(Arbeitsauftrag A) Zähle, wie viele Zeilen der weiter unten stehenden Auflistung die Zeichenfolge „textured“ enthalten, und nenne nur diese Zahl.

Große csv Dateien mit Importieren (PHP)
Aus Wikizone
Probleme bei großen csv Dateien
- Memory Overflow
- Timeout
Timeouts lassen sich mit folgenden Strategien vermeiden:
- Aufgeteilter Import
- Effizienter Code
- PHP von der Console (z.B. via Cronjob) starten
Memory Overflows lassen sich so verhindern:
- Nicht alle Datensätze in den Speicher laden (z.B. nicht in ein Array)
- Stattdessen Zeilenweise oder in Häppchen verarbeiten (dauert halt länger)
Lösungsansätze in der Praxis
CSV direkt via MySQL Statement importieren[Bearbeiten]
$sql = "LOAD DATA LOCAL INFILE '/path/to/file.csv' REPLACE INTO TABLE table_name FIELDS TERMINATED BY ',' ENCLOSED BY '\"' LINES TERMINATED BY '\r\n' IGNORE 1 LINES"; $result = $mysqli->query($sql);
Beispiel (ProcessWire)[Bearbeiten]
Bei fast 30.000 Datensätzen ging der Import hier nur wenige ms!
$table = 'dekra_plz';
if(wire()->db->query("SHOW TABLES LIKE '$table'")->num_rows < 1){ // no table ?
$messageQueue[] = "Create Table $table";
// create...
$sql = "CREATE TABLE $table (
plz varchar(16) NOT NULL,
akz VARCHAR(8),
bl_id int(4) UNSIGNED NOT NULL,
nl_id int(4) UNSIGNED NOT NULL,
as_id int(4) UNSIGNED NOT NULL,
gsg_id int(4) UNSIGNED NOT NULL)";
$result = wire()->db->query($sql);
}
$sql = "LOAD DATA LOCAL INFILE 'data/plz.csv'
REPLACE INTO TABLE $table
FIELDS TERMINATED BY ';'
ENCLOSED BY '\"'
LINES TERMINATED BY '\r\n'
IGNORE 1 LINES";
$result = wire()->db->query($sql);
CSV Zeilenweise einlesen[Bearbeiten]
https://stackoverflow.com/questions/7318768/process-very-big-csv-file-without-timeout-and-memory-error
Ein Kommentator empfiehlt außerdem fget statt fgetcsv zu nehmen das würde die Zeit in seinem Beispiel von 8min auf 3min reduzieren.
I've used fgetcsv to read a 120MB csv in a stream-wise-manner (is that correct english?). That reads in line by line and then I've inserted every line into a database. That way only one line is hold in memory on each iteration. The script still needed 20 min. to run. Maybe I try Python next time… Don't try to load a huge csv-file into an array, that really would consume a lot of memory.
// WDI_GDF_Data.csv (120.4MB) are the World Bank collection of development indicators:
// http://data.worldbank.org/data-catalog/world-development-indicators
if(($handle = fopen('WDI_GDF_Data.csv', 'r')) !== false)
{
// get the first row, which contains the column-titles (if necessary)
$header = fgetcsv($handle);
// loop through the file line-by-line
while(($data = fgetcsv($handle)) !== false)
{
// resort/rewrite data and insert into DB here
// try to use conditions sparingly here, as those will cause slow-performance
// I don't know if this is really necessary, but it couldn't harm;
// see also: http://php.net/manual/en/features.gc.php
unset($data);
}
fclose($handle);
}

(Arbeitsauftrag B) Wiederhole aus dem Text über große CSV-Dateien wortgetreu alles von „I've used fgetcsv“ bis hinunter zu „fgetcsv($handle)) !== false)“.

(Bereitgestellte Daten)

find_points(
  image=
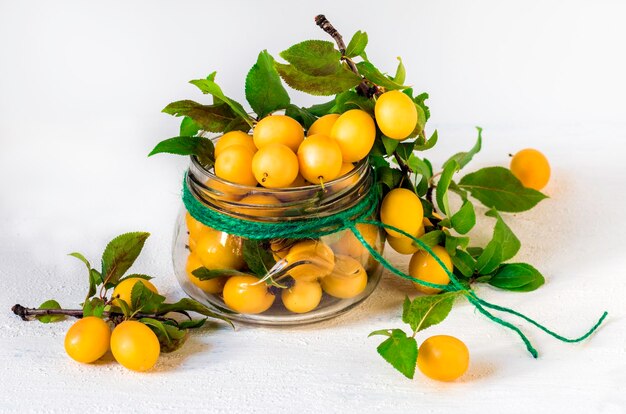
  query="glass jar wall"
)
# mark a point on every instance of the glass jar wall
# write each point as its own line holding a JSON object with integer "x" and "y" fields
{"x": 276, "y": 281}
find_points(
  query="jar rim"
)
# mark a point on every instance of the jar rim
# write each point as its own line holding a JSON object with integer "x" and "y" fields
{"x": 358, "y": 170}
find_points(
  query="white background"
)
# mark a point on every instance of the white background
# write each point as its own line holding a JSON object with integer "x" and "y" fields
{"x": 81, "y": 89}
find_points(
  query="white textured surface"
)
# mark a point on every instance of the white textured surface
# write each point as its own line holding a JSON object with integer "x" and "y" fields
{"x": 81, "y": 91}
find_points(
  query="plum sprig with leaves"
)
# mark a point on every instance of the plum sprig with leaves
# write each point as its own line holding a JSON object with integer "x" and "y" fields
{"x": 319, "y": 68}
{"x": 324, "y": 68}
{"x": 145, "y": 305}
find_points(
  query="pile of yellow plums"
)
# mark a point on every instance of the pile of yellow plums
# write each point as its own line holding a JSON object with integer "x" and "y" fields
{"x": 334, "y": 265}
{"x": 277, "y": 154}
{"x": 133, "y": 344}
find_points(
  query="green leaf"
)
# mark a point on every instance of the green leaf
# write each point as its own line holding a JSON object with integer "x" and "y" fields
{"x": 189, "y": 127}
{"x": 463, "y": 262}
{"x": 475, "y": 251}
{"x": 399, "y": 350}
{"x": 203, "y": 273}
{"x": 420, "y": 101}
{"x": 432, "y": 238}
{"x": 426, "y": 311}
{"x": 187, "y": 304}
{"x": 192, "y": 324}
{"x": 375, "y": 76}
{"x": 124, "y": 307}
{"x": 93, "y": 307}
{"x": 498, "y": 188}
{"x": 157, "y": 327}
{"x": 465, "y": 219}
{"x": 442, "y": 186}
{"x": 428, "y": 144}
{"x": 143, "y": 299}
{"x": 302, "y": 115}
{"x": 120, "y": 254}
{"x": 463, "y": 158}
{"x": 390, "y": 144}
{"x": 314, "y": 57}
{"x": 264, "y": 90}
{"x": 389, "y": 176}
{"x": 332, "y": 84}
{"x": 200, "y": 147}
{"x": 519, "y": 277}
{"x": 452, "y": 242}
{"x": 357, "y": 44}
{"x": 212, "y": 118}
{"x": 212, "y": 88}
{"x": 400, "y": 75}
{"x": 405, "y": 150}
{"x": 502, "y": 247}
{"x": 50, "y": 304}
{"x": 96, "y": 277}
{"x": 258, "y": 259}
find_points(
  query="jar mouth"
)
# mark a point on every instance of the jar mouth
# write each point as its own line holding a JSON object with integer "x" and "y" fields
{"x": 276, "y": 204}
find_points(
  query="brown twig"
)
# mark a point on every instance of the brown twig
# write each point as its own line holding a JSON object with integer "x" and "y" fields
{"x": 25, "y": 313}
{"x": 326, "y": 26}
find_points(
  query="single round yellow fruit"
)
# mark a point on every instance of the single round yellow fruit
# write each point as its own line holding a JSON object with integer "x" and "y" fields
{"x": 403, "y": 244}
{"x": 355, "y": 132}
{"x": 531, "y": 167}
{"x": 403, "y": 209}
{"x": 275, "y": 166}
{"x": 135, "y": 346}
{"x": 235, "y": 165}
{"x": 395, "y": 114}
{"x": 219, "y": 250}
{"x": 424, "y": 267}
{"x": 87, "y": 339}
{"x": 278, "y": 129}
{"x": 320, "y": 256}
{"x": 212, "y": 286}
{"x": 323, "y": 125}
{"x": 123, "y": 289}
{"x": 302, "y": 297}
{"x": 244, "y": 294}
{"x": 319, "y": 159}
{"x": 234, "y": 138}
{"x": 443, "y": 358}
{"x": 347, "y": 280}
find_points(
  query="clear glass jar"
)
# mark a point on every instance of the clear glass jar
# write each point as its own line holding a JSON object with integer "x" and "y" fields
{"x": 336, "y": 269}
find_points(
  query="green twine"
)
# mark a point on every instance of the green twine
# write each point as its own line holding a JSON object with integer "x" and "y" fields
{"x": 347, "y": 220}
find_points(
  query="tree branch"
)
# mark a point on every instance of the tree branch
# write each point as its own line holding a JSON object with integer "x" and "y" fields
{"x": 25, "y": 313}
{"x": 362, "y": 88}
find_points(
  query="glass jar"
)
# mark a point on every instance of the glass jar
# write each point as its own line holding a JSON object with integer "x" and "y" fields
{"x": 276, "y": 281}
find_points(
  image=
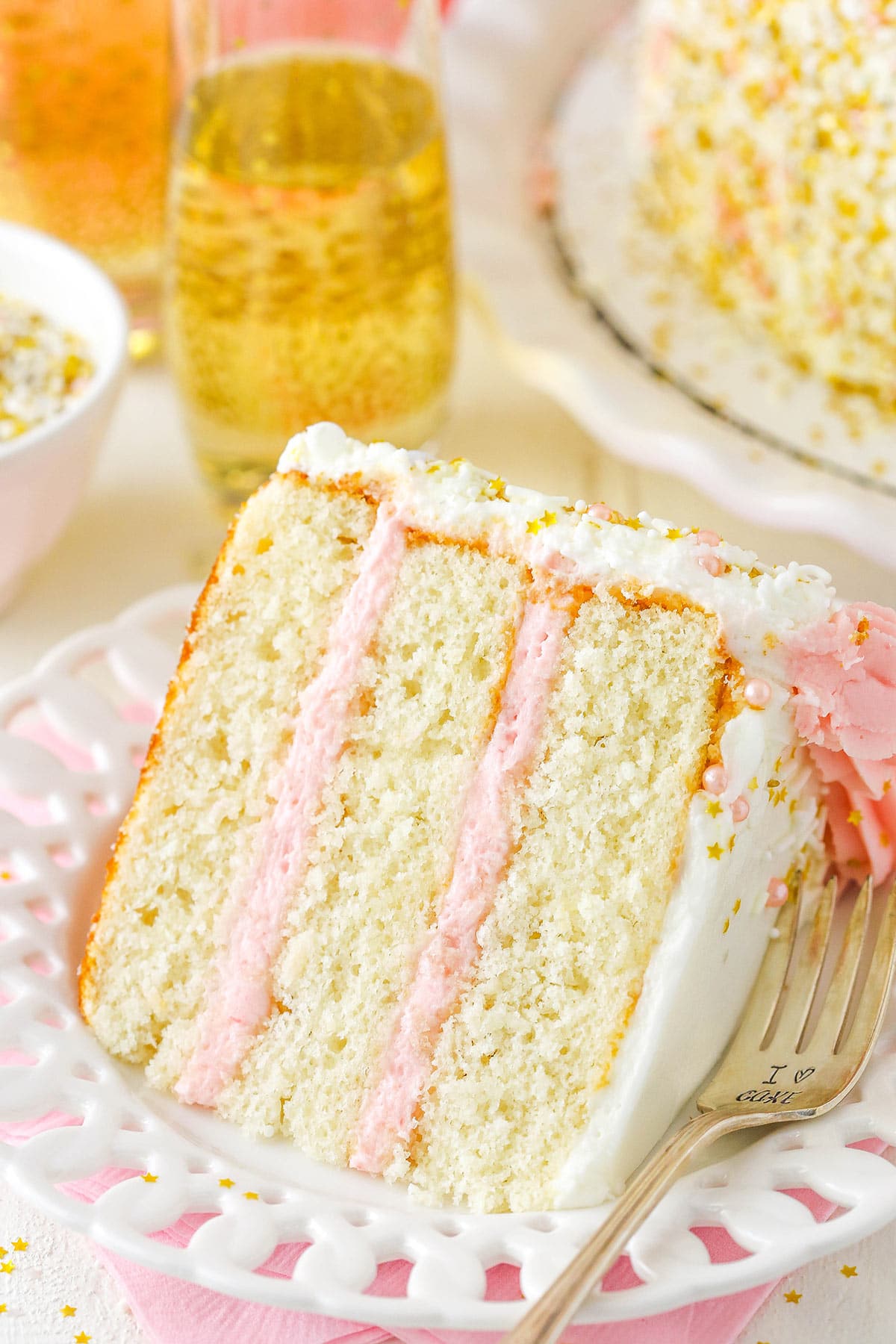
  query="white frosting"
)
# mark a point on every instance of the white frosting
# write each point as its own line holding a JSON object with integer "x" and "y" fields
{"x": 709, "y": 954}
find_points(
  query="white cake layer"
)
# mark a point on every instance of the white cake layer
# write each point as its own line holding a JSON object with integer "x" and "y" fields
{"x": 718, "y": 924}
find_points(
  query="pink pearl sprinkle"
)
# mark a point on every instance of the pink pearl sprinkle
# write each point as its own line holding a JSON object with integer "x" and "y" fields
{"x": 758, "y": 694}
{"x": 778, "y": 893}
{"x": 715, "y": 779}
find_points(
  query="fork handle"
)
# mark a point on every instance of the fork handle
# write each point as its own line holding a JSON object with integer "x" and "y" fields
{"x": 554, "y": 1310}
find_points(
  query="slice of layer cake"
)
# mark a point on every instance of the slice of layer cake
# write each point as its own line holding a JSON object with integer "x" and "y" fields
{"x": 768, "y": 134}
{"x": 457, "y": 847}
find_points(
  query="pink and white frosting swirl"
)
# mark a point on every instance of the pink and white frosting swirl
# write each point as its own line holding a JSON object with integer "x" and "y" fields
{"x": 844, "y": 678}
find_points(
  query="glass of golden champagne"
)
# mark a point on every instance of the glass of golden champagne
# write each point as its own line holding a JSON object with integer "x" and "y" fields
{"x": 85, "y": 114}
{"x": 309, "y": 269}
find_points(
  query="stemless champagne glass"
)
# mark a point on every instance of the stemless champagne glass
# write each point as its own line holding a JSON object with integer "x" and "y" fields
{"x": 309, "y": 270}
{"x": 85, "y": 112}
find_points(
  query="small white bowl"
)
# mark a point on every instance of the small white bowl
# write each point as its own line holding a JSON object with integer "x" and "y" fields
{"x": 43, "y": 472}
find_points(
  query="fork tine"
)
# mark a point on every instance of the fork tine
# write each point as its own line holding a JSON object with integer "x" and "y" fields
{"x": 802, "y": 976}
{"x": 875, "y": 994}
{"x": 830, "y": 1021}
{"x": 768, "y": 988}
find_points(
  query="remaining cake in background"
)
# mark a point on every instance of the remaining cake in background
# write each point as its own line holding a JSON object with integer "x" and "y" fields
{"x": 768, "y": 129}
{"x": 461, "y": 836}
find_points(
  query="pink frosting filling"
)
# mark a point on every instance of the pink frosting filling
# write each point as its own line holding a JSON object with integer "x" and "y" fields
{"x": 482, "y": 853}
{"x": 844, "y": 673}
{"x": 240, "y": 998}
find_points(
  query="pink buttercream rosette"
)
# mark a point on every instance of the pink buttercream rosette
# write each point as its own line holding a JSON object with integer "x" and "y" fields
{"x": 844, "y": 676}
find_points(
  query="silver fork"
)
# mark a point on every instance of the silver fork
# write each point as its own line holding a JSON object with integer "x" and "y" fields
{"x": 786, "y": 1062}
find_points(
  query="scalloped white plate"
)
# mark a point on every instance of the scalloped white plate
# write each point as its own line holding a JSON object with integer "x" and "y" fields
{"x": 575, "y": 295}
{"x": 81, "y": 700}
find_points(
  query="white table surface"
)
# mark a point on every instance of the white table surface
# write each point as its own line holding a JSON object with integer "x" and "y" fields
{"x": 144, "y": 524}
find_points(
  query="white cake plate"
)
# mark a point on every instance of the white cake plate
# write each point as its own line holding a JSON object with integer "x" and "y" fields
{"x": 588, "y": 305}
{"x": 80, "y": 703}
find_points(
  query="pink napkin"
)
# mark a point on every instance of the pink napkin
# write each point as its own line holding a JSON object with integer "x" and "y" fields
{"x": 173, "y": 1312}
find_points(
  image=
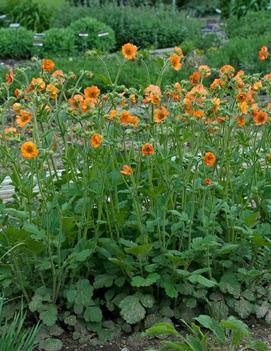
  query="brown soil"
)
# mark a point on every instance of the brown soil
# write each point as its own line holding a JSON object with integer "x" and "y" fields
{"x": 137, "y": 343}
{"x": 132, "y": 343}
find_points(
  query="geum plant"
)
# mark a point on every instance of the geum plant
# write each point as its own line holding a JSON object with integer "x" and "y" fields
{"x": 136, "y": 203}
{"x": 228, "y": 335}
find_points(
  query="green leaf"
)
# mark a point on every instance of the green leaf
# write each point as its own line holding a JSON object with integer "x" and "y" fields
{"x": 147, "y": 300}
{"x": 139, "y": 250}
{"x": 51, "y": 344}
{"x": 103, "y": 281}
{"x": 140, "y": 281}
{"x": 49, "y": 314}
{"x": 77, "y": 257}
{"x": 169, "y": 287}
{"x": 239, "y": 329}
{"x": 258, "y": 345}
{"x": 199, "y": 279}
{"x": 251, "y": 218}
{"x": 131, "y": 309}
{"x": 213, "y": 325}
{"x": 70, "y": 320}
{"x": 162, "y": 329}
{"x": 243, "y": 307}
{"x": 93, "y": 314}
{"x": 35, "y": 231}
{"x": 36, "y": 303}
{"x": 230, "y": 284}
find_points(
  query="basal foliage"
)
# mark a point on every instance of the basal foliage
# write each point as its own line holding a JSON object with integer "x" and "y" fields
{"x": 136, "y": 204}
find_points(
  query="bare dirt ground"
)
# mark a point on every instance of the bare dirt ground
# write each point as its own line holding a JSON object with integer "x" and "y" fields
{"x": 136, "y": 342}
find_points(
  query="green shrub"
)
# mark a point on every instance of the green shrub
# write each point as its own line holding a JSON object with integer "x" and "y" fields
{"x": 148, "y": 27}
{"x": 241, "y": 53}
{"x": 32, "y": 14}
{"x": 15, "y": 43}
{"x": 240, "y": 8}
{"x": 13, "y": 336}
{"x": 254, "y": 23}
{"x": 92, "y": 27}
{"x": 144, "y": 26}
{"x": 59, "y": 42}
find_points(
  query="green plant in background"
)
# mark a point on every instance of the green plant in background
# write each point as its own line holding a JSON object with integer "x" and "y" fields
{"x": 240, "y": 8}
{"x": 240, "y": 52}
{"x": 100, "y": 36}
{"x": 59, "y": 42}
{"x": 13, "y": 336}
{"x": 144, "y": 26}
{"x": 15, "y": 43}
{"x": 32, "y": 14}
{"x": 252, "y": 24}
{"x": 228, "y": 335}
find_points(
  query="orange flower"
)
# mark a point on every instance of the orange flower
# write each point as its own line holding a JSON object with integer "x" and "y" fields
{"x": 129, "y": 51}
{"x": 195, "y": 77}
{"x": 76, "y": 100}
{"x": 9, "y": 77}
{"x": 160, "y": 114}
{"x": 92, "y": 92}
{"x": 133, "y": 99}
{"x": 267, "y": 76}
{"x": 228, "y": 70}
{"x": 96, "y": 140}
{"x": 216, "y": 83}
{"x": 221, "y": 119}
{"x": 260, "y": 117}
{"x": 198, "y": 113}
{"x": 154, "y": 99}
{"x": 53, "y": 91}
{"x": 16, "y": 107}
{"x": 175, "y": 61}
{"x": 241, "y": 121}
{"x": 257, "y": 85}
{"x": 87, "y": 104}
{"x": 209, "y": 159}
{"x": 37, "y": 83}
{"x": 127, "y": 170}
{"x": 10, "y": 132}
{"x": 112, "y": 115}
{"x": 178, "y": 87}
{"x": 152, "y": 90}
{"x": 48, "y": 65}
{"x": 134, "y": 120}
{"x": 263, "y": 53}
{"x": 205, "y": 70}
{"x": 125, "y": 117}
{"x": 58, "y": 74}
{"x": 17, "y": 92}
{"x": 178, "y": 51}
{"x": 216, "y": 102}
{"x": 122, "y": 103}
{"x": 29, "y": 150}
{"x": 207, "y": 181}
{"x": 23, "y": 118}
{"x": 147, "y": 149}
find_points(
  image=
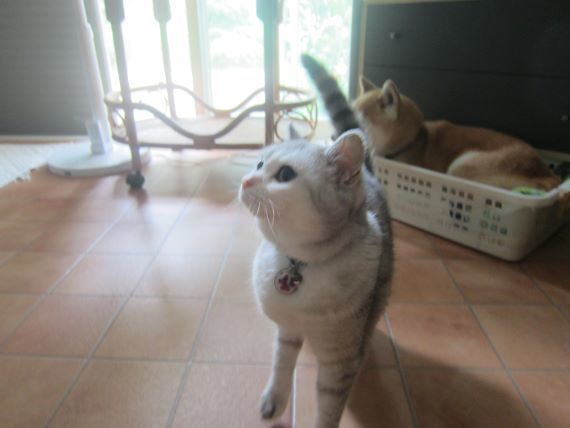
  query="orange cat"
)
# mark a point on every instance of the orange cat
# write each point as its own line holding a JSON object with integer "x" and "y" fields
{"x": 398, "y": 131}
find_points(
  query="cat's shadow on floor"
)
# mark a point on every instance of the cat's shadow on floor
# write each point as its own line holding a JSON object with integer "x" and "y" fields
{"x": 441, "y": 396}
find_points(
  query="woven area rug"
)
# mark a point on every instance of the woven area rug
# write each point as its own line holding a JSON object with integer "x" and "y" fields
{"x": 17, "y": 160}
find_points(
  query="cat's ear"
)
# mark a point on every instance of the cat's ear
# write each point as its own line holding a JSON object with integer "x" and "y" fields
{"x": 293, "y": 134}
{"x": 366, "y": 85}
{"x": 389, "y": 100}
{"x": 347, "y": 156}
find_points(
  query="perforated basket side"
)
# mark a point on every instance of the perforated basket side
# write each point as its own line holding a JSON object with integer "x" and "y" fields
{"x": 491, "y": 220}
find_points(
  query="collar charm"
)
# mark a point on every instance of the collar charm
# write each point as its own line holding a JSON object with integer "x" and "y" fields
{"x": 287, "y": 280}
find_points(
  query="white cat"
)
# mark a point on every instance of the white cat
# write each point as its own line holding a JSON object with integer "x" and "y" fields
{"x": 323, "y": 271}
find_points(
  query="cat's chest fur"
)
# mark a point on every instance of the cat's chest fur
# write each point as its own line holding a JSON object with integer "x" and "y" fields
{"x": 328, "y": 289}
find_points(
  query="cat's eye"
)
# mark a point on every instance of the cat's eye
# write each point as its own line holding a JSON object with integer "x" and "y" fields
{"x": 285, "y": 174}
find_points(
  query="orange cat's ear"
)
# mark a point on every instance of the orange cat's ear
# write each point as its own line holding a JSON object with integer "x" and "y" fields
{"x": 389, "y": 100}
{"x": 366, "y": 85}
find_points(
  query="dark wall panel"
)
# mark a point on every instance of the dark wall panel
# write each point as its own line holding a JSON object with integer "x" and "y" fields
{"x": 42, "y": 86}
{"x": 501, "y": 64}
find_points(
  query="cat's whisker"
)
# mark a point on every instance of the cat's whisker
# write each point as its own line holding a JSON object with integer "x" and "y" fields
{"x": 272, "y": 223}
{"x": 269, "y": 222}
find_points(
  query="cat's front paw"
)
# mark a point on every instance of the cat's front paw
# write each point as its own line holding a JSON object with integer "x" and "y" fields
{"x": 272, "y": 405}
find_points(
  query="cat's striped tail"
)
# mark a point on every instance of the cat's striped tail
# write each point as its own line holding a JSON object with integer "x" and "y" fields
{"x": 340, "y": 112}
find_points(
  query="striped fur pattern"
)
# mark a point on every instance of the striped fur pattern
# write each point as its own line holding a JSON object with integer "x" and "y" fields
{"x": 340, "y": 112}
{"x": 332, "y": 216}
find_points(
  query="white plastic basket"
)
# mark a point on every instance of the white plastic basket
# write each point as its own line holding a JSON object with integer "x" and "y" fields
{"x": 495, "y": 221}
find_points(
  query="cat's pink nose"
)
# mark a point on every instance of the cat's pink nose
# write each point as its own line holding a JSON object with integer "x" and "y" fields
{"x": 247, "y": 183}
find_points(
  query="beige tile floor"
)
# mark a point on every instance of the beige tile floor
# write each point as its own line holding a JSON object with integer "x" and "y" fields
{"x": 132, "y": 309}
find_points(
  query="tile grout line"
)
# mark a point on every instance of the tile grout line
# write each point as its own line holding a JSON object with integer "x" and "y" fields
{"x": 550, "y": 299}
{"x": 403, "y": 377}
{"x": 507, "y": 370}
{"x": 105, "y": 330}
{"x": 199, "y": 333}
{"x": 43, "y": 296}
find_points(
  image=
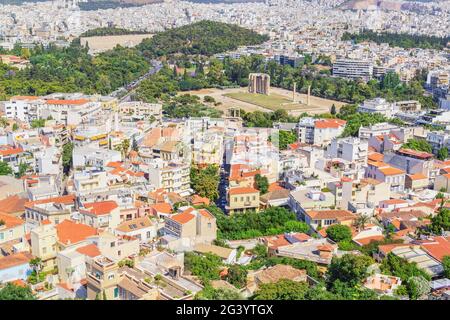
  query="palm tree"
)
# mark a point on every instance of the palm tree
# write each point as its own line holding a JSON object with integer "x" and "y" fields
{"x": 361, "y": 222}
{"x": 36, "y": 264}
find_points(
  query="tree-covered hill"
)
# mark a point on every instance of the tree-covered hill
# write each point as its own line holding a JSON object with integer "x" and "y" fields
{"x": 109, "y": 32}
{"x": 402, "y": 40}
{"x": 204, "y": 38}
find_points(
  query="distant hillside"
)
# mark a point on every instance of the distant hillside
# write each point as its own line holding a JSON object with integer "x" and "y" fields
{"x": 20, "y": 2}
{"x": 109, "y": 32}
{"x": 204, "y": 38}
{"x": 112, "y": 4}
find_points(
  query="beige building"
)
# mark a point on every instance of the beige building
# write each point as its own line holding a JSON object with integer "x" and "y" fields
{"x": 54, "y": 210}
{"x": 191, "y": 226}
{"x": 442, "y": 182}
{"x": 44, "y": 245}
{"x": 259, "y": 83}
{"x": 12, "y": 230}
{"x": 103, "y": 214}
{"x": 243, "y": 199}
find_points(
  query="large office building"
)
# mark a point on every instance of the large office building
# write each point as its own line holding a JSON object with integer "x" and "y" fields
{"x": 259, "y": 83}
{"x": 353, "y": 69}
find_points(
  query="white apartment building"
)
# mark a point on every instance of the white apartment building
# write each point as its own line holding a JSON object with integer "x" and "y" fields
{"x": 92, "y": 157}
{"x": 378, "y": 105}
{"x": 172, "y": 177}
{"x": 378, "y": 129}
{"x": 207, "y": 147}
{"x": 139, "y": 109}
{"x": 353, "y": 69}
{"x": 319, "y": 131}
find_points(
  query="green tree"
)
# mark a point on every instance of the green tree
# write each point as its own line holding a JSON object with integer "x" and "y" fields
{"x": 418, "y": 144}
{"x": 442, "y": 154}
{"x": 67, "y": 156}
{"x": 417, "y": 287}
{"x": 284, "y": 289}
{"x": 350, "y": 269}
{"x": 13, "y": 292}
{"x": 262, "y": 183}
{"x": 5, "y": 169}
{"x": 210, "y": 293}
{"x": 237, "y": 276}
{"x": 206, "y": 267}
{"x": 440, "y": 222}
{"x": 333, "y": 109}
{"x": 205, "y": 181}
{"x": 339, "y": 232}
{"x": 446, "y": 265}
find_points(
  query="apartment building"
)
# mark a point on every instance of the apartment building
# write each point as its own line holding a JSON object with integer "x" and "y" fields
{"x": 242, "y": 199}
{"x": 190, "y": 226}
{"x": 172, "y": 177}
{"x": 379, "y": 105}
{"x": 353, "y": 69}
{"x": 137, "y": 110}
{"x": 383, "y": 172}
{"x": 319, "y": 132}
{"x": 102, "y": 214}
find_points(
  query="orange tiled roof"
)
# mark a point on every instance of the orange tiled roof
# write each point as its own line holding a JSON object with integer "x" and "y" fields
{"x": 14, "y": 260}
{"x": 417, "y": 176}
{"x": 242, "y": 190}
{"x": 183, "y": 217}
{"x": 438, "y": 248}
{"x": 13, "y": 204}
{"x": 100, "y": 208}
{"x": 329, "y": 123}
{"x": 68, "y": 199}
{"x": 72, "y": 232}
{"x": 162, "y": 207}
{"x": 7, "y": 150}
{"x": 11, "y": 221}
{"x": 91, "y": 250}
{"x": 391, "y": 171}
{"x": 67, "y": 102}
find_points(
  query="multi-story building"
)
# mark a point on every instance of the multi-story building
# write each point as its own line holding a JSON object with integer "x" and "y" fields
{"x": 378, "y": 105}
{"x": 259, "y": 83}
{"x": 377, "y": 129}
{"x": 319, "y": 131}
{"x": 353, "y": 69}
{"x": 191, "y": 226}
{"x": 140, "y": 110}
{"x": 172, "y": 177}
{"x": 242, "y": 199}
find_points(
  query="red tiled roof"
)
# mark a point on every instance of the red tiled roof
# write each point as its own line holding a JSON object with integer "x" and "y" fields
{"x": 13, "y": 204}
{"x": 100, "y": 208}
{"x": 68, "y": 199}
{"x": 11, "y": 221}
{"x": 438, "y": 248}
{"x": 67, "y": 102}
{"x": 72, "y": 232}
{"x": 91, "y": 250}
{"x": 14, "y": 260}
{"x": 329, "y": 123}
{"x": 242, "y": 190}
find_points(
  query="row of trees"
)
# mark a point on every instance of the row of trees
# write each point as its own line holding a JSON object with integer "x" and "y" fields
{"x": 72, "y": 69}
{"x": 201, "y": 38}
{"x": 403, "y": 40}
{"x": 248, "y": 225}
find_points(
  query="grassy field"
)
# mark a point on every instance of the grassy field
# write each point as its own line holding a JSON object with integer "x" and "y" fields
{"x": 272, "y": 101}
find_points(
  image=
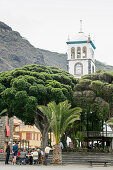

(Endgültige Antwort A) 2

(Endgültige Antwort B)
I've used fgetcsv to read a 120MB csv in a stream-wise-manner (is that correct english?). That reads in line by line and then I've inserted every line into a database. That way only one line is hold in memory on each iteration. The script still needed 20 min. to run. Maybe I try Python next time… Don't try to load a huge csv-file into an array, that really would consume a lot of memory.
// WDI_GDF_Data.csv (120.4MB) are the World Bank collection of development indicators:
// http://data.worldbank.org/data-catalog/world-development-indicators
if(($handle = fopen('WDI_GDF_Data.csv', 'r')) !== false)
{
// get the first row, which contains the column-titles (if necessary)
$header = fgetcsv($handle);
// loop through the file line-by-line
while(($data = fgetcsv($handle)) !== false)